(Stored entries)
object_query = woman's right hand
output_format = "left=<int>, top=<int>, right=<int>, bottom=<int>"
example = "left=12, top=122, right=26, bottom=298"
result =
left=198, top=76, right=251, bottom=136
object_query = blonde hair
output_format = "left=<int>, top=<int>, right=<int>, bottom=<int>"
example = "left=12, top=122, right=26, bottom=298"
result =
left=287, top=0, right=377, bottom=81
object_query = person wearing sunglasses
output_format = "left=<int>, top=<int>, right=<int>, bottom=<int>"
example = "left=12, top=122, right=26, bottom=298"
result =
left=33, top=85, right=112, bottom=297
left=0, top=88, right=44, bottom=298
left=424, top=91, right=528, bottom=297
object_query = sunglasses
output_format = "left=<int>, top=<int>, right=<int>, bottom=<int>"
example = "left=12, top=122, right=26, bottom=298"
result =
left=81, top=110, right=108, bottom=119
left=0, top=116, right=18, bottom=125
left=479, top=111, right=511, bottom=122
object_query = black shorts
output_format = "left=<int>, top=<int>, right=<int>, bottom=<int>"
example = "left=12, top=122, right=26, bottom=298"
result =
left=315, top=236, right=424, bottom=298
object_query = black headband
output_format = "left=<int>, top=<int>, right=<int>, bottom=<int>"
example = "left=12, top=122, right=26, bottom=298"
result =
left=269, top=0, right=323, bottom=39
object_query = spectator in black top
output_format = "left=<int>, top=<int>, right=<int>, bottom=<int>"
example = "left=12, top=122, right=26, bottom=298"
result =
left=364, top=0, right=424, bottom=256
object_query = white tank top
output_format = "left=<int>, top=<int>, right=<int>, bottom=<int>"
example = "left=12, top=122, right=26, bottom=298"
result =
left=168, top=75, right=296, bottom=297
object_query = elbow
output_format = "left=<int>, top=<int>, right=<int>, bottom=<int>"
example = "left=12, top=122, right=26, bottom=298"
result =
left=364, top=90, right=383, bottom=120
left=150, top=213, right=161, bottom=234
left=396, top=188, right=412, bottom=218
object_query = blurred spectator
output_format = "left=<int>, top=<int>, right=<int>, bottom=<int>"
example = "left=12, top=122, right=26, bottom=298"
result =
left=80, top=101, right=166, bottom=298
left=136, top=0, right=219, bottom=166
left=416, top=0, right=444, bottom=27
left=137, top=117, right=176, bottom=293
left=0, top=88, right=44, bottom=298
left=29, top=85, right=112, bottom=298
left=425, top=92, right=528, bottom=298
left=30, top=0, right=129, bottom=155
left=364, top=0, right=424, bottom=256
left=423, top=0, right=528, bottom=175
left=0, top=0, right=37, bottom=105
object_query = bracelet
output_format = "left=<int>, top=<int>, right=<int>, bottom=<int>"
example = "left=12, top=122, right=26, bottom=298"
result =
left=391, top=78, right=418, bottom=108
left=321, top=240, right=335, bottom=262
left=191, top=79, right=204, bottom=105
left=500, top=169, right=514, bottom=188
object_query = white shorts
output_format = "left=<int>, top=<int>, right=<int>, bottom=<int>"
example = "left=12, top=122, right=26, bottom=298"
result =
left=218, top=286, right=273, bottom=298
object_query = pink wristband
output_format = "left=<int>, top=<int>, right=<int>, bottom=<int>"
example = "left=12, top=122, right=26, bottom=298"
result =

**Description of the task:** Rewrite the listing from the line with "object_query = bracelet" through its final line, changing "pink wristband" to "red wristband" and leaving everything else in those lines unchanged.

**Complete response:**
object_query = bracelet
output_format = "left=<int>, top=<int>, right=<int>, bottom=<int>"
example = "left=12, top=122, right=26, bottom=298"
result =
left=391, top=78, right=418, bottom=108
left=321, top=240, right=335, bottom=262
left=191, top=79, right=204, bottom=105
left=500, top=169, right=514, bottom=188
object_query = white shorts
output_format = "left=<int>, top=<int>, right=<int>, bottom=<int>"
example = "left=12, top=122, right=26, bottom=298"
result =
left=218, top=286, right=273, bottom=298
object_query = red wristband
output_format = "left=<int>, top=<int>, right=<int>, bottom=<int>"
example = "left=12, top=122, right=26, bottom=298"
result =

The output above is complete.